# thinkpad a20m w/ etherjet nic

## elijahchancey

When I boot I get these error messages:

*Starting pcmcia...

cardmgr[1904]: watching 2 sockets  [ok]

*Bringing eth0 up..

SIOCSIFADDR: No such device

cardmgr[1905]: starting, version is 3.1.33

cardmgr[1905]: socket1: IBM 10/100 EtherJet CardBus

eth0: unknown interface: No such device

SIOCSIFBRADDR: No Such device

eth0: unknown interface: No such device

SIOCSIFNETMASK: No such device

*Setting default gateway

SIOCADDRT: No such device

* Failed to bring eth0 up

cardmgr[1905]: executing: 'modprobe cb_enabler'

cardmgr[1905]: executing: 'modprobe tulip_cb'

cardmgr[1905]: executing: './network start eth0'

* ERROR: Problem starting needed services.

*  "netmount" was not started

cardmgr[1905]: + stty: standard input: Invalid argument

* Starting syslog-ng...

— Entries supplied —
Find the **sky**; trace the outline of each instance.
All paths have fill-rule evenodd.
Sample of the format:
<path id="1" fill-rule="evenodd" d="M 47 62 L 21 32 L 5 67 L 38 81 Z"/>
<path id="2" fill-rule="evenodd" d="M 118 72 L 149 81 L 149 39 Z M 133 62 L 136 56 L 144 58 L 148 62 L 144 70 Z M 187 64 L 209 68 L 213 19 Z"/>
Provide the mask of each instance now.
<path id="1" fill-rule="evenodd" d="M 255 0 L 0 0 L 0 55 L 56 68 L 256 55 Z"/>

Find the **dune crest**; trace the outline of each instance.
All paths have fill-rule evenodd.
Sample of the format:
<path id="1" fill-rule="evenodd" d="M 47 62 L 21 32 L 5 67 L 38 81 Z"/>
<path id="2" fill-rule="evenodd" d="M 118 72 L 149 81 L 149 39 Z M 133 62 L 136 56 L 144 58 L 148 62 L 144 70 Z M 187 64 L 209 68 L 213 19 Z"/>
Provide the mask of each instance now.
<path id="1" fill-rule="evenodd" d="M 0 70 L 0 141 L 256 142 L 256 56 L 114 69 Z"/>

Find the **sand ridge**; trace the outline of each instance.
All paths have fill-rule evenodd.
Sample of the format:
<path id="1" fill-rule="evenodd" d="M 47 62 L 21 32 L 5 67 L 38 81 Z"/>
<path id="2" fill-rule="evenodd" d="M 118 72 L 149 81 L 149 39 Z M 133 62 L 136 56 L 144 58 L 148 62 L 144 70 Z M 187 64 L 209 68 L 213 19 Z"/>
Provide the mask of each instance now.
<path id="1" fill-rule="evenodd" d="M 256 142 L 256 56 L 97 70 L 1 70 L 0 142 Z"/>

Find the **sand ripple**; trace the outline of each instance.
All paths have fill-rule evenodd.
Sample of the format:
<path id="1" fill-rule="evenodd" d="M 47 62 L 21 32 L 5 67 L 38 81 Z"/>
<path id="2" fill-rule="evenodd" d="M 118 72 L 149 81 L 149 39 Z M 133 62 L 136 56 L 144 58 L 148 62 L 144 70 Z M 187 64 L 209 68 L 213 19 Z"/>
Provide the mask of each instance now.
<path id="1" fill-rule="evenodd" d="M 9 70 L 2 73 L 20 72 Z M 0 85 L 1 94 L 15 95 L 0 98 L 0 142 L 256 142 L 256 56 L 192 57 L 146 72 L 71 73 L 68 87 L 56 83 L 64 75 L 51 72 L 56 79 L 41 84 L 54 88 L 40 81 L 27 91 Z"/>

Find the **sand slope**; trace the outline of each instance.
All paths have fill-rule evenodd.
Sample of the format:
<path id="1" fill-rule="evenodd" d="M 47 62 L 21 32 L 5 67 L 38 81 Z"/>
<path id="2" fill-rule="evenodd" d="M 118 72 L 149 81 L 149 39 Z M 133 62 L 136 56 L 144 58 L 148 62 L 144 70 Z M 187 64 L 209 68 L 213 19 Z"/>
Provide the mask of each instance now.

— Problems to solve —
[1] Print the lines of the ThinkPad boot-error post from "cardmgr[1905]: executing: 'modprobe cb_enabler'" up to and including "starting needed services.".
[2] Carry on the ThinkPad boot-error post, starting after its final line.
The items play no part here.

— Responses to the exercise —
[1]
cardmgr[1905]: executing: 'modprobe cb_enabler'

cardmgr[1905]: executing: 'modprobe tulip_cb'

cardmgr[1905]: executing: './network start eth0'

* ERROR: Problem starting needed services.

[2]
cardmgr[1905[: start cmd exited with status 1

To fix I type:

killall cardmgr

cardmgr -f

(cardmgr responds:   cardmgr[2072]: watching 2 sockets)

Then the NIC works. Anyone know of a permanent solution?

----------

## delta407

Put "killall cardmgr; sleep 1; cardmgr -f" into your /etc/conf.d/local.start. It's a kludge, but it ought to work.

----------

## gaplo

CARDMGR_OPTS="-f"

Ensure the above line is in file /etc/conf.d/pcmcia

I also encounter this problem with my Thinkpad T20 before.   :Shocked: 

----------

## elijahchancey

Subject says all!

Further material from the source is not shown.